======== Text excerpt

Single-agent Chemotherapy as Efficacious as Combination Therapy in Elderly, Poor-performance Status Patients with Multiple Comorbidities in the Treatment of Non-small Cell Lung Cancer
Perspective
The results of a recently published study have demonstrated that in some elderly, poor-performance status patients with multiple comorbidities, single-agent chemotherapy with vinorelbine (Navelbine) or gemcitabine (Gemzar) was equally efficacious as the combination of vinorelbine/gemcitabine in the treatment of advanced non-small cell lung cancer (NSCLC).1 The combination of vinorelbine/gemcitabine is frequently used in elderly NSCLC patients or in those with poor-performance status because it is less toxic than platinum-based chemotherapeutic regimens. The finding that the efficacy of single-agent chemotherapy is comparable to that of combination chemotherapy in treating elderly, poor-performance status NSCLC patients with multiple comorbidities should result in savings in terms of total healthcare expenditures and toxicity.

================
======== Source material

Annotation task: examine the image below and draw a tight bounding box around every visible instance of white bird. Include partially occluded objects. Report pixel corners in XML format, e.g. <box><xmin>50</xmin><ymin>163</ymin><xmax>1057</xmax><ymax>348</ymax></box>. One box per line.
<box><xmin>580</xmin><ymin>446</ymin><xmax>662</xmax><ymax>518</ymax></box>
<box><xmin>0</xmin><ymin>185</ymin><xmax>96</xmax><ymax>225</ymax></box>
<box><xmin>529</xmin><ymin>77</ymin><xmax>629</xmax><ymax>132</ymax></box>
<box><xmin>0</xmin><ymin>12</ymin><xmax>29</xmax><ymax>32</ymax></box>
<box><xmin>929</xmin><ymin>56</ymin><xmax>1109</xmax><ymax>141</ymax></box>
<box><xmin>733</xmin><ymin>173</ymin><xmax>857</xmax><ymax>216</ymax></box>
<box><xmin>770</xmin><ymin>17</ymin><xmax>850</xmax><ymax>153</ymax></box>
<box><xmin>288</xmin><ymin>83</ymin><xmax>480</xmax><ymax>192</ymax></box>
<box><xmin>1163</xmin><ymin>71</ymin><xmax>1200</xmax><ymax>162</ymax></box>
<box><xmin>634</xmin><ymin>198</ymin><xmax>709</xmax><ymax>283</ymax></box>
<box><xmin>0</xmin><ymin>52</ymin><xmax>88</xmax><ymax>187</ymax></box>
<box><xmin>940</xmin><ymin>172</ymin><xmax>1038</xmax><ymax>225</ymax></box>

================

* **Exercises**
A - In the text on chemotherapy for elderly lung cancer patients, why is the combination of vinorelbine/gemcitabine often used in elderly or poor-performance status NSCLC patients?
B - Carry on the lung cancer chemotherapy perspective from its final sentence.

* **Answer section**
A - It is less toxic than platinum-based chemotherapeutic regimens.

B -
Lung cancer continues to be the leading cause of cancer-related death in the United States. It is estimated that approximately 171,900 new cases of lung cancer will be diagnosed and approximately 157,200 deaths from lung cancer will occur in 2003.2 The median age of newly diagnosed lung cancer patients is approximately 68 years and as many as 40% of patients may be older than 70 years at diagnosis.3 Many of these patients have significant comorbidities and/or age-related declines in organ function that limit their ability to tolerate standard chemotherapy;4,5 therefore, these patients pose a significant challenge for oncologists.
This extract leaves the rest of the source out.